### WHAT IS NEEDED
How many lines in the records contain the string "moss"? Reply with the number alone.

-- begin EXTRACTED RECORDS --

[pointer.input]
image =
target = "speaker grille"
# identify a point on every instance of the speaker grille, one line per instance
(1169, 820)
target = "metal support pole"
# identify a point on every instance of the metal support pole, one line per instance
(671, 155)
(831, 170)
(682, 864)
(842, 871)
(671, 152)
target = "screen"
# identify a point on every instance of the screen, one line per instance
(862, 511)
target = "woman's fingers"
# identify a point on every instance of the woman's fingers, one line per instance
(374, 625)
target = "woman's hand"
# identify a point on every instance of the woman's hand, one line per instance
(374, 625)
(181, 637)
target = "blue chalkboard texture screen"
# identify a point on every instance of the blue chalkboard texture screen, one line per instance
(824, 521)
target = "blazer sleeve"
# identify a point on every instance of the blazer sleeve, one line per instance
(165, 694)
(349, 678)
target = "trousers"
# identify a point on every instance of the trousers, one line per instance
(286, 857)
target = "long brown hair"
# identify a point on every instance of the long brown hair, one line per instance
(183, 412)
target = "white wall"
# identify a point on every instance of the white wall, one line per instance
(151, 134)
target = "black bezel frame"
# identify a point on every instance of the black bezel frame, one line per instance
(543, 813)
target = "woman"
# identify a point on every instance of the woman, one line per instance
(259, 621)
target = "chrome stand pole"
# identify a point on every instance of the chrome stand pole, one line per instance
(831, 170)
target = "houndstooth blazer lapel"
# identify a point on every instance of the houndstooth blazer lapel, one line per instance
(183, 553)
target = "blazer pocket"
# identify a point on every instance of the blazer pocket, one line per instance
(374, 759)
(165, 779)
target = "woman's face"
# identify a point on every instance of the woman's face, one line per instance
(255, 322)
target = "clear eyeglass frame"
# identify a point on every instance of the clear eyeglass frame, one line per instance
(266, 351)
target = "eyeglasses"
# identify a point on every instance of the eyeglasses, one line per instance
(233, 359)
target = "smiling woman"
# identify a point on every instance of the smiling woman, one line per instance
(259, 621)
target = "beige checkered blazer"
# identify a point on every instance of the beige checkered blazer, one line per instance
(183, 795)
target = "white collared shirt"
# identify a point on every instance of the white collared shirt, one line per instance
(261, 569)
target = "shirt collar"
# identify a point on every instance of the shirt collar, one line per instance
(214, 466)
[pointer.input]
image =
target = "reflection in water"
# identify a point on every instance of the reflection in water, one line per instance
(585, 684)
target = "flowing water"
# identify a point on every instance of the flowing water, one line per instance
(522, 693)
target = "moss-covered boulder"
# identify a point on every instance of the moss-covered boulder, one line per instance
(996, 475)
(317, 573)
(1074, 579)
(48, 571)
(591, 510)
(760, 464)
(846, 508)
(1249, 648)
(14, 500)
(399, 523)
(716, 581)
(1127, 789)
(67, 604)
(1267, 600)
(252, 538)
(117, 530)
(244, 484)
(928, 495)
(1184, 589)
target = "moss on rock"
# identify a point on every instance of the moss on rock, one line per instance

-- end EXTRACTED RECORDS --

### EXERCISE RESULT
4